##### Data supplied #####

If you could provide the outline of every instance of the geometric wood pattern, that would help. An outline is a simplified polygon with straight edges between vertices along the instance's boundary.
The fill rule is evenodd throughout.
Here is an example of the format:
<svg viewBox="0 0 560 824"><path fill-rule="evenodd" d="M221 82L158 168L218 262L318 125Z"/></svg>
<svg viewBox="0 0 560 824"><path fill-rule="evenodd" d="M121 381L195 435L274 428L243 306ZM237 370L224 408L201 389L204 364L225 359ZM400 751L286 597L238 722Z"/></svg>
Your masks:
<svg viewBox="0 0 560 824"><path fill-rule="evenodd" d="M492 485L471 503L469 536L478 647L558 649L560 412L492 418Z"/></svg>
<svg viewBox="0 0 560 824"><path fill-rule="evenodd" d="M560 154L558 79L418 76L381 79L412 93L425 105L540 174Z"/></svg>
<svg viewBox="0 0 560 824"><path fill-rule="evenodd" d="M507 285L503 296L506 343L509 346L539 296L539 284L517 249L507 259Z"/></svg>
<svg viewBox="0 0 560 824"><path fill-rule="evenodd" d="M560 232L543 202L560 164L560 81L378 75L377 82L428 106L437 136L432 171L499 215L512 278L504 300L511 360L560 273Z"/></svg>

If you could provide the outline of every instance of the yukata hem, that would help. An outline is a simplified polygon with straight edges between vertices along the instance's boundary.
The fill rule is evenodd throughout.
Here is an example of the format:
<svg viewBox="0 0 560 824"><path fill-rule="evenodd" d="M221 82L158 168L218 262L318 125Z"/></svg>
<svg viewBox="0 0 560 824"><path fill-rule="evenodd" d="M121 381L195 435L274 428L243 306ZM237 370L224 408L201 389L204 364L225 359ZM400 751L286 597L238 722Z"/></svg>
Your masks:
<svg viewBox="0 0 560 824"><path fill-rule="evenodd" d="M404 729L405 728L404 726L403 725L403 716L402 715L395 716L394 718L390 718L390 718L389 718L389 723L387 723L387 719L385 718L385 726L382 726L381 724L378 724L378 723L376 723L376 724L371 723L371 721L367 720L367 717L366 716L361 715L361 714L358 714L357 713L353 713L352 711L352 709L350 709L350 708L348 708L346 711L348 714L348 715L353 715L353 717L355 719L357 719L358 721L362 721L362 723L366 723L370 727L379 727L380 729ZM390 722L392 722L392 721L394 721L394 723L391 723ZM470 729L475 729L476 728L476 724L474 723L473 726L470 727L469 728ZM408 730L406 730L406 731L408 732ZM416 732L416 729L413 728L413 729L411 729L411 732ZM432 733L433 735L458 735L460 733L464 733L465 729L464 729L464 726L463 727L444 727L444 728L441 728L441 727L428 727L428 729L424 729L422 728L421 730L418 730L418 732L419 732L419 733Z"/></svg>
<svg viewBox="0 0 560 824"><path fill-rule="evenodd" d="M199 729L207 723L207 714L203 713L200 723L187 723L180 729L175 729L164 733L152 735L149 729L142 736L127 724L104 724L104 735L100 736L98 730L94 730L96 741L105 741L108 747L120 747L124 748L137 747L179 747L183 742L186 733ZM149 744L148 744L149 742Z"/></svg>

#####

◆ **Given instruction**
Please copy all of the data above line for line, with no changes.

◆ **Solution to the problem**
If you could provide the outline of every instance of the geometric wood pattern, that would help. An outline is a simplified polygon with straight edges between vertices along the instance's boundary.
The fill rule is evenodd throughout.
Here is an example of the format:
<svg viewBox="0 0 560 824"><path fill-rule="evenodd" d="M221 82L158 168L218 262L318 125Z"/></svg>
<svg viewBox="0 0 560 824"><path fill-rule="evenodd" d="M121 381L195 435L274 428L243 306ZM237 370L224 408L201 389L204 364L225 359ZM400 751L286 597L238 722Z"/></svg>
Your masks:
<svg viewBox="0 0 560 824"><path fill-rule="evenodd" d="M492 485L471 503L469 536L478 647L558 649L560 412L492 418Z"/></svg>
<svg viewBox="0 0 560 824"><path fill-rule="evenodd" d="M560 154L558 79L418 76L381 79L412 93L425 105L540 174Z"/></svg>
<svg viewBox="0 0 560 824"><path fill-rule="evenodd" d="M507 285L503 296L506 343L509 346L539 296L539 284L517 249L507 259Z"/></svg>
<svg viewBox="0 0 560 824"><path fill-rule="evenodd" d="M560 232L543 202L560 164L560 81L378 75L377 82L428 106L437 136L432 171L499 215L512 278L504 300L511 360L560 273Z"/></svg>

If you could provide the outline of every instance of the yukata hem, that would help. An outline is a simplified polygon with straight edges between vertices along the instance's boundary.
The fill rule is evenodd throughout.
Here is an example of the format:
<svg viewBox="0 0 560 824"><path fill-rule="evenodd" d="M221 82L158 168L218 262L318 125Z"/></svg>
<svg viewBox="0 0 560 824"><path fill-rule="evenodd" d="M121 381L195 435L274 428L243 306ZM237 370L224 408L201 389L204 364L225 359ZM400 751L286 597L238 722Z"/></svg>
Your masks:
<svg viewBox="0 0 560 824"><path fill-rule="evenodd" d="M404 729L405 728L404 726L403 725L403 716L402 715L395 716L394 718L390 718L390 718L389 718L389 723L387 723L387 719L385 718L385 726L382 726L381 724L378 724L378 723L376 723L376 724L371 723L371 721L367 720L367 717L366 716L361 715L361 714L358 714L357 713L353 713L352 711L352 709L350 709L350 708L348 708L346 711L348 714L348 715L353 715L353 717L355 719L357 719L358 721L362 721L362 723L366 723L370 727L379 727L380 729ZM390 722L392 722L392 721L394 721L394 723L391 723ZM470 729L475 729L476 728L476 724L474 723L473 726L470 727L469 728ZM408 730L406 730L406 731L408 732ZM416 732L416 729L413 728L413 729L411 729L411 732ZM432 733L433 735L458 735L460 733L464 733L465 729L464 729L464 726L463 727L444 727L444 728L441 728L441 727L428 727L428 729L424 729L422 728L421 730L418 730L418 732L419 732L419 733Z"/></svg>
<svg viewBox="0 0 560 824"><path fill-rule="evenodd" d="M199 729L207 723L207 714L203 713L200 723L187 723L180 729L175 729L164 733L152 735L149 729L142 736L127 724L104 724L104 735L100 736L98 730L94 730L96 741L105 741L108 747L120 747L124 748L137 747L179 747L183 742L186 733ZM149 744L148 744L149 742Z"/></svg>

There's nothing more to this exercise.